## TEXTE SOURCE
« Le droit, ce sont aussi des mots » (Jean-Luc Penfornis).
L’exercice du droit nécessite un style rédactionnel parfait. Vous, étudiants en droit, vous apprêtez à traverser de longues heures, stylo en main, à rédiger des dissertations et commentaires d’arrêt c’est pourquoi votre orthographe se doit d’être irréprochable. En effet, dans quelques années ce sont des conclusions ou des rapports internes que vous devrez rédiger et votre statut de juriste ne fera qu’augmenter l’exigence de vos interlocuteurs sur vos écrits. Pas si simple, surtout que le droit a son propre langage. Découvrez vite ci-dessous les petits conseils d’une juriste-linguiste!
Les temps verbaux
à Le temps du droit est par essence le présent de l’indicatif. Il a valeur impérative.
- Ex : « La politique de défense est définie en conseil des ministres »
Les mots en langue étrangère
à Ils sont à éviter car rendent le discours moins compréhensible. Légifrance précise d’ailleurs : « Il convient de n’employer que des termes appartenant à la langue française ».
à Ils sont à écrire en italique : « Le barrister a tweeté son selfie. »
à Cela vaut pour les expressions latines aussi.
- Ex : « a fortiori», « a priori », « in fine »
Les majuscules
à Elles sont primordiales, mais attention à ne pas en abuser !
à La règle : seul le premier terme prend la majuscule.
- Ex : « La Cour suprême », « La Cour internationale de justice », « le Tribunal de grande instance »
à Les adjectifs ne prennent jamais de majuscules, sauf s’ils sont le premier terme de l’expression.
- Ex : Le « Premier ministre » mais « l’Assemblée nationale »
- Exception : « Les Nations Unies »
à Pour les institutions et les textes, ne portent une majuscule que ceux qui sont désignés précisément et nommément.
- Ex 1 : « La Cour d’appel de Douai a rendu un arrêt … » mais « Il est possible d’interjeter appel devant la cour d’appel dans un délai d’un mois. ».
Quant à la Cour de cassation, comme il n’en existe qu’une seule, elle porte toujours une majuscule.

## OBJECTIF VISÉ A
Les affirmations suivantes sont-elles conformes au texte sur la rédaction en droit ? (i) Le temps du droit est le présent de l'indicatif. (ii) Les adjectifs prennent toujours une majuscule. (iii) La Cour de cassation s'écrit parfois sans majuscule. Répondez par oui ou non à chacune, en citant mot pour mot le passage du texte qui tranche.
## OBJECTIF VISÉ B
Recopiez à l'identique le passage du texte sur la rédaction en droit qui va de « à Cela vaut » jusqu'à « prend la majuscule. ».

## DONNÉES FOURNIES
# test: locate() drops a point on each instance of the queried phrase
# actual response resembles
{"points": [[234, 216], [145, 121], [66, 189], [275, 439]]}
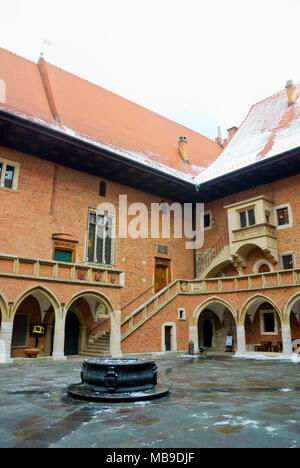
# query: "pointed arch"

## RÉSULTAT A
(i) Oui : « Le temps du droit est par essence le présent de l’indicatif. »
(ii) Non : « Les adjectifs ne prennent jamais de majuscules, sauf s’ils sont le premier terme de l’expression. »
(iii) Non : « Quant à la Cour de cassation, comme il n’en existe qu’une seule, elle porte toujours une majuscule. »

## RÉSULTAT B
à Cela vaut pour les expressions latines aussi.
- Ex : « a fortiori», « a priori », « in fine »
Les majuscules
à Elles sont primordiales, mais attention à ne pas en abuser !
à La règle : seul le premier terme prend la majuscule.